> _Assignment_: Every line between the one containing "Target: navy suit jacket" and the last line of the data, both included, is to be set down exactly, and pictures are to be omitted.

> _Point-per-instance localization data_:
+++++

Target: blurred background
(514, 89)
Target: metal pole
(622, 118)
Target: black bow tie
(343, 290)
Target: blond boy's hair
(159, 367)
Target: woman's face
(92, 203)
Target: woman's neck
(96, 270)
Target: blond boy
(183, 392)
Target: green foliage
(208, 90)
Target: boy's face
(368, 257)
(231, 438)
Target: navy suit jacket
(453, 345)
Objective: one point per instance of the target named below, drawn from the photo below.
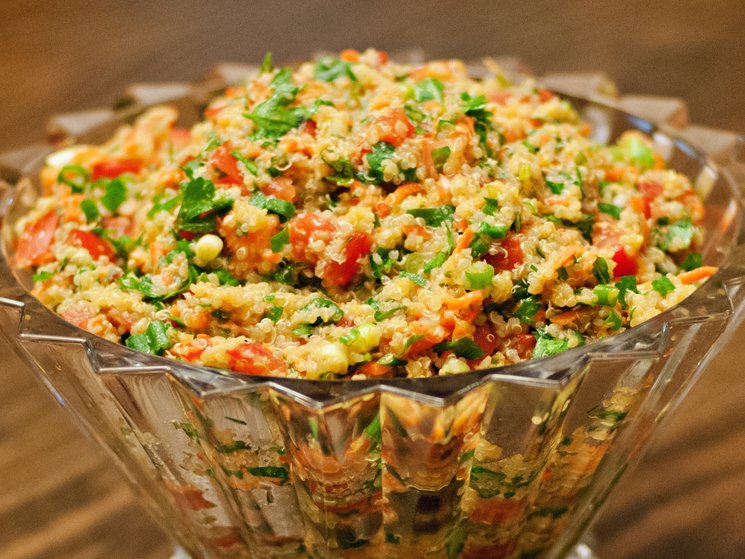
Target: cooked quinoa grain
(360, 218)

+++++

> _Solution to the problem_:
Target: navy suit jacket
(453, 345)
Objective: one point per instance of the target named below, drawn from the photo below.
Target: cooked quinoa grain
(360, 218)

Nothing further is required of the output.